=== Excerpt provided ===
Yes, “nevermore” is a little obvious, but today is Edgar Allan Poe’s birthday, and the Poe Toaster did not show at Westminster Hall. So the “official” word is that the Poe Toaster tradition has ended. Here’s a link to an AP article: https://yhoo.it/zirEas What a testament to a writer born more than 200 years ago that so many people are still so interested in him.
I saw a portrait of a very young Poe at the National Portrait Gallery in DC where I was taking a mini-nerd trip for my birthday last week. I was surprised that this was a portrait of Poe because the painting of Nathaniel Hawthorne hanging adjacent looked much more like how I normally think of Poe.
The Poe House in Baltimore was one of the first blogs I wrote. Here are links:
https://bit.ly/zyX9pV (Part 1)
https://bit.ly/zdKaB5 (Part 2)
===
## Objectives
1. In the blog post about the Poe Toaster, whose painting hung next to the portrait of a very young Poe?
2. Extend the blog post about the Poe Toaster, beginning right after its final line.
=== Recorded information ===
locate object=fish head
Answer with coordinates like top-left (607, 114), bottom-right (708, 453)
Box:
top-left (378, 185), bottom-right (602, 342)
===
## Task-by-task results
1. Nathaniel Hawthorne's

2.
The Poe House is quite an experience! It’s really, really small and is not in the best neighborhood, but I found it to be very interesting. Displays in the house highlight some of the struggles of Poe’s life, including criticism of his writing and personal life. The previous Nerd Trips posts have details of some of the other things we learned and some of the kooky questions people ask.
One question I got to ask was the exact location of Poe’s death, which I knew was in Baltimore, but I hadn’t seen before. I got the answer, but still haven’t taken the time to take a look (although I have probably been by there. I am glad I wrote the location in the blog because now I can’t remember where they told me).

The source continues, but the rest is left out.